— WHAT TO DO —
Can you express every line of the records below as a JSON list of strings, one string per line, with blank lines left out?

— DATASET EXTRACT —
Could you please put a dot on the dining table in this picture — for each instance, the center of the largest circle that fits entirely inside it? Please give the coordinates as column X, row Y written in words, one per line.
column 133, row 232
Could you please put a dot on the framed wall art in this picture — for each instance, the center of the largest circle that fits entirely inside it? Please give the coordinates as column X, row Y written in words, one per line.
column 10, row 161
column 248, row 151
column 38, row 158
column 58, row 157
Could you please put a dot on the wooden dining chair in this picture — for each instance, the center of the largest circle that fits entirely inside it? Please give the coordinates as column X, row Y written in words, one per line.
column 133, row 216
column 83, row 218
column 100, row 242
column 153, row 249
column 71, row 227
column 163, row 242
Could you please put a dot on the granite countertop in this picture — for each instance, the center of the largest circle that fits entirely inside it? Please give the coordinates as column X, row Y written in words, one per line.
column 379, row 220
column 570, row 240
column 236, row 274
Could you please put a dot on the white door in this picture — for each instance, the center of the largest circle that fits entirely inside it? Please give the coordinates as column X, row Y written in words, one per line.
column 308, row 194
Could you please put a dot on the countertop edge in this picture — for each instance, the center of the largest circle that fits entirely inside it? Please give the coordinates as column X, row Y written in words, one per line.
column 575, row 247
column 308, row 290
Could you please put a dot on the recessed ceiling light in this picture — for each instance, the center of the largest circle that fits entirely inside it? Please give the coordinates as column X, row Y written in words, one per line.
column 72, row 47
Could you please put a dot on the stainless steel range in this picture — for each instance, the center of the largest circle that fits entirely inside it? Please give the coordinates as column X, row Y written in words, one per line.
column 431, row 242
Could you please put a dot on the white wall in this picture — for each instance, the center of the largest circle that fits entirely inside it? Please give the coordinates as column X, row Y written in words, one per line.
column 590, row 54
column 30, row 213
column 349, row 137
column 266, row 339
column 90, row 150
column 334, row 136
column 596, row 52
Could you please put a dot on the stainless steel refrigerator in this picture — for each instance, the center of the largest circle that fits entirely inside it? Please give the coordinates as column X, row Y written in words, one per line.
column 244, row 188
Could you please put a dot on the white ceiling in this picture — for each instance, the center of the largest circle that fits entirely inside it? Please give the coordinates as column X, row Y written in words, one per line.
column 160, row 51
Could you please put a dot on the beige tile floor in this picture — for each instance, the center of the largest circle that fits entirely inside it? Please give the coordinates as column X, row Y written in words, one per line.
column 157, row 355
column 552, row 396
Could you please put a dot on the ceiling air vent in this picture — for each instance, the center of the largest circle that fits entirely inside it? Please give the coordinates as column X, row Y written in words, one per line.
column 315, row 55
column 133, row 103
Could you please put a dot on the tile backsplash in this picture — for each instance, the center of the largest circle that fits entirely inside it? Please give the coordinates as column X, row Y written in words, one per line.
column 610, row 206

— SOLUTION TO THIS TASK —
[
  "Could you please put a dot on the dining table in this picture — for each instance, the center of the largest circle that fits entirely inside it? Please give the coordinates as column X, row Y written in words, one per line.",
  "column 133, row 232",
  "Could you please put a dot on the framed wall art in this picture — for each instance, the center of the largest circle that fits entirely inside it? Please give the coordinates as column X, row Y written in words, one per line.",
  "column 10, row 161",
  "column 248, row 151",
  "column 38, row 158",
  "column 58, row 157",
  "Could you please put a dot on the wooden dining chair in this picture — for each instance, the center of the largest circle that fits entirely inside it? Please give the coordinates as column X, row Y written in words, one per line.",
  "column 133, row 216",
  "column 83, row 218",
  "column 100, row 242",
  "column 153, row 249",
  "column 71, row 227",
  "column 163, row 242",
  "Could you please put a dot on the granite countertop in this picture — for each instance, the center of the largest circle that fits entirely inside it? Please give the coordinates as column X, row Y written in words, one per line.",
  "column 379, row 220",
  "column 570, row 240",
  "column 236, row 274",
  "Could you please put a dot on the white door in this picture — for each instance, the center of the largest circle that fits entirely inside it? Please give the coordinates as column X, row Y written in words, one per line.",
  "column 308, row 194",
  "Could you please put a dot on the countertop edge in this picture — for each instance, the center of the largest circle that fits entirely inside it? Please give the coordinates as column X, row Y written in words, one per line.",
  "column 575, row 247",
  "column 308, row 290",
  "Could you please put a dot on the recessed ceiling light in this picture — for each instance, the center of the largest circle that fits entirely inside it? Please give the coordinates as column X, row Y written in words, one per line.",
  "column 72, row 47",
  "Could you please put a dot on the stainless steel range in this picture — for each instance, the center of the largest circle that fits entirely inside it? Please give the coordinates as column X, row Y written in words, one per line.",
  "column 431, row 242",
  "Could you please put a dot on the white wall in this picture — for each instance, the center of the largest circle that fits entirely inside it? Please give the coordinates as column X, row Y written in words, one per line.",
  "column 590, row 54",
  "column 30, row 213",
  "column 349, row 137",
  "column 266, row 339",
  "column 90, row 150",
  "column 334, row 136",
  "column 596, row 52",
  "Could you please put a dot on the stainless steel refrigerator in this picture — for each instance, the center of the largest circle that fits entirely inside it? Please give the coordinates as column X, row Y written in words, one per line.",
  "column 244, row 188",
  "Could you please put a dot on the white ceiling in this picture — for each instance, the center of the largest circle that fits entirely inside it? Please give the coordinates as column X, row Y written in words, one per line.",
  "column 160, row 51",
  "Could you please put a dot on the beige tile floor in this picture — for each instance, the center of the largest circle that fits entirely inside it? Please give the coordinates as column X, row Y written in words, one per line.",
  "column 157, row 355",
  "column 552, row 396",
  "Could you please put a dot on the ceiling air vent in this picture — for each instance, the center of the largest circle that fits entirely inside it? Please give the coordinates as column X, row Y written in words, one per line.",
  "column 315, row 55",
  "column 133, row 103",
  "Could you please put a dot on the tile backsplash in this picture — for each instance, the center of the largest circle that fits entirely inside it? Please give the coordinates as column X, row Y written in words, one per line.",
  "column 610, row 206"
]